■ PROBLEM: Rewrite every line between the lines holding "bushland background?" and "(128, 101), (167, 141)", inclusive, and shift each answer coordinate by adding 129 to it.

■ EXERCISE DATA:
--------------------------------------------------

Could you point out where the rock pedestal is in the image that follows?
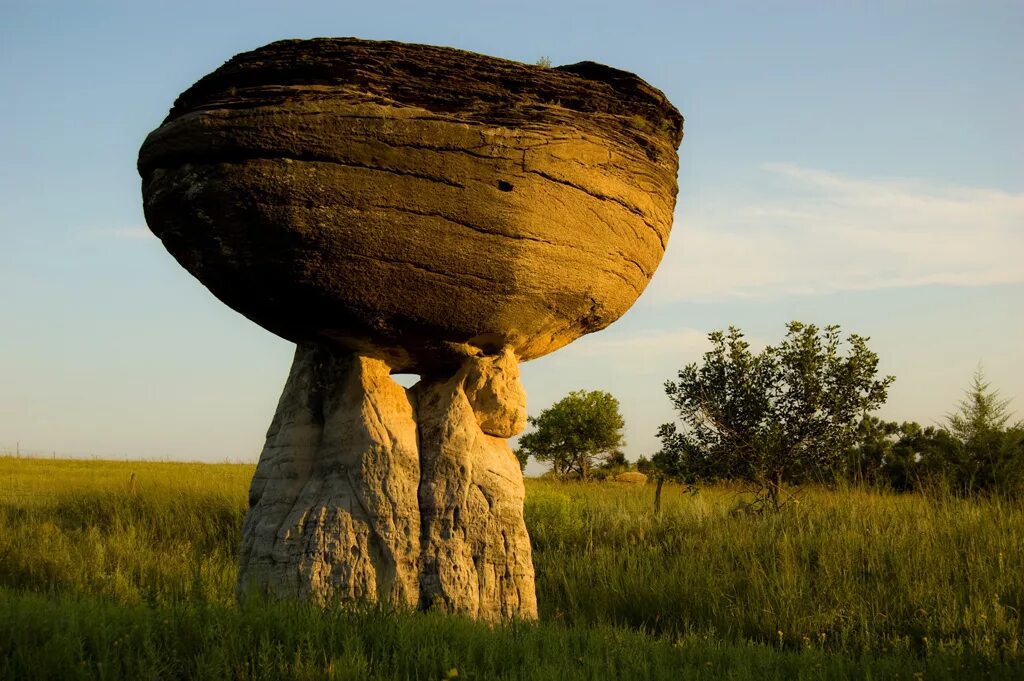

--------------------------------------------------

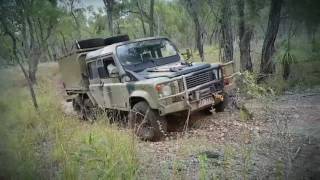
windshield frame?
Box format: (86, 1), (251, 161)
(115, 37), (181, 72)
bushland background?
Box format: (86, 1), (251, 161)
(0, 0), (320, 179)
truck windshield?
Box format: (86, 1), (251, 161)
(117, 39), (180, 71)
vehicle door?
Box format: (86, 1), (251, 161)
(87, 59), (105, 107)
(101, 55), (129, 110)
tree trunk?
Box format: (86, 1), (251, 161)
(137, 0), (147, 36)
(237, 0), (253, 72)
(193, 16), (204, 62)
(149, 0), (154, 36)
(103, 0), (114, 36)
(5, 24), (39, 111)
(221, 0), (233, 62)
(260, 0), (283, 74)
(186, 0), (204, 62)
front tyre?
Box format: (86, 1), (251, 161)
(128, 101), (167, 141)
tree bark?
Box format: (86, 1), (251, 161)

--------------------------------------------------

■ COMPLETE RESPONSE:
bushland background?
Box format: (86, 1), (251, 161)
(129, 129), (449, 308)
truck windshield?
Box format: (86, 1), (251, 161)
(246, 168), (309, 200)
vehicle door?
Box format: (86, 1), (251, 161)
(216, 188), (234, 236)
(230, 184), (258, 239)
tree trunk?
Box format: (86, 1), (251, 161)
(266, 129), (276, 165)
(366, 129), (382, 201)
(322, 145), (333, 191)
(278, 129), (283, 165)
(232, 129), (243, 165)
(134, 153), (168, 240)
(350, 129), (362, 191)
(389, 129), (412, 203)
(315, 129), (333, 191)
front tyre?
Box format: (86, 1), (251, 161)
(257, 230), (296, 270)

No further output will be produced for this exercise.